··· Extrait source ···

Bienvenue sous le Tipi, aujourd’hui nous découvrons Damien Vandermeersch : juge d’instruction, entre justice, mémoire et engagement
Dans cet épisode de Sous le Tipi, nous avons eu le privilège d’écouter Damien Vandermeersch, ancien juge d’instruction, professeur et avocat général à la Cour de cassation. Pendant près de deux décennies, il a été au cœur des procès les plus sensibles de Belgique, dont les tout premiers liés au génocide des Tutsis au Rwanda. Son témoignage nous plonge dans une quête de vérité où le droit devient un outil de reconstruction, de lucidité et d’humanité.
Un engagement né d’une passion
Damien Vandermeersch n’a jamais suivi un plan de carrière. Il a suivi une passion. Son parcours commence dans les camps de jeunes, puis au barreau, où il défend les plus vulnérables.
« Ne suivez pas un plan de carrière, suivez une passion. Trouvez ce qui vous fait vous lever le matin. Engagez-vous, devenez compétent. Soyez utile. Et surtout, restez humain. »
Ce rapport à la justice comme outil d’aide plutôt que d’autorité le guidera tout au long de sa carrière. Quand il devient juge d’instruction, il garde cette boussole : agir avec humanité, même dans les contextes les plus inhumains.
Plonger dans l’irréparable
C’est le ministre de la Justice de l’époque qui lui confie les premiers dossiers liés au génocide rwandais. Un choix politique, mais aussi une nécessité face aux attentes des familles rescapées. Il se rend sur place, découvre l’ampleur du crime, et en revient profondément marqué.

··· Lignes enregistrées ···

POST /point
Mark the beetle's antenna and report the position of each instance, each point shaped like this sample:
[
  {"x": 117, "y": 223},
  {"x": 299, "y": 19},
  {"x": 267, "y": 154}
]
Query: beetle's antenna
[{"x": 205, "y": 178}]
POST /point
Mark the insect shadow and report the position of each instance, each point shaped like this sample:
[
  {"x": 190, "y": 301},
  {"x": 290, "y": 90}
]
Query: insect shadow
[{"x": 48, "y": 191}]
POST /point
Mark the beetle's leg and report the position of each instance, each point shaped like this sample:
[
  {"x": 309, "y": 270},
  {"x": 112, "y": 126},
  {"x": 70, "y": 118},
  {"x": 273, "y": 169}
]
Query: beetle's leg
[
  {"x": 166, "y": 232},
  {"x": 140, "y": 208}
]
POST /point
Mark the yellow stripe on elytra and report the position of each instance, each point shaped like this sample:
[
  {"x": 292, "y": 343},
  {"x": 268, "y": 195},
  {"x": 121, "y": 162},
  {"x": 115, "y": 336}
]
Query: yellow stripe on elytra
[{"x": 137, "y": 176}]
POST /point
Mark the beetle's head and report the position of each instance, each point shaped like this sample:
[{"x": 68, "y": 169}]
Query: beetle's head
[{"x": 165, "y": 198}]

···

* [Consigne 1]:
Les affirmations (a), (b) et (c) concordent-elles avec l'extrait sur Damien Vandermeersch ? Répondez par oui ou non, en citant chaque fois les mots décisifs de l'extrait.
(a) Damien Vandermeersch a suivi un plan de carrière précis.
(b) Les premiers dossiers liés au génocide rwandais lui ont été confiés par le ministre de la Justice de l'époque.
(c) Il a traité ces dossiers sans jamais se rendre sur place.
* [Consigne 2]: Recopiez, s'il vous plaît, le passage de l'extrait sur Damien Vandermeersch qui va de « Bienvenue sous le » jusqu'à « les plus vulnérables. ».
Ces lignes ne servent pas ici.

* [Corrigé 1]:
(a) Non : « Damien Vandermeersch n’a jamais suivi un plan de carrière. »
(b) Oui : « C’est le ministre de la Justice de l’époque qui lui confie les premiers dossiers liés au génocide rwandais. »
(c) Non : « Il se rend sur place, découvre l’ampleur du crime, et en revient profondément marqué. »

* [Corrigé 2]:
Bienvenue sous le Tipi, aujourd’hui nous découvrons Damien Vandermeersch : juge d’instruction, entre justice, mémoire et engagement
Dans cet épisode de Sous le Tipi, nous avons eu le privilège d’écouter Damien Vandermeersch, ancien juge d’instruction, professeur et avocat général à la Cour de cassation. Pendant près de deux décennies, il a été au cœur des procès les plus sensibles de Belgique, dont les tout premiers liés au génocide des Tutsis au Rwanda. Son témoignage nous plonge dans une quête de vérité où le droit devient un outil de reconstruction, de lucidité et d’humanité.
Un engagement né d’une passion
Damien Vandermeersch n’a jamais suivi un plan de carrière. Il a suivi une passion. Son parcours commence dans les camps de jeunes, puis au barreau, où il défend les plus vulnérables.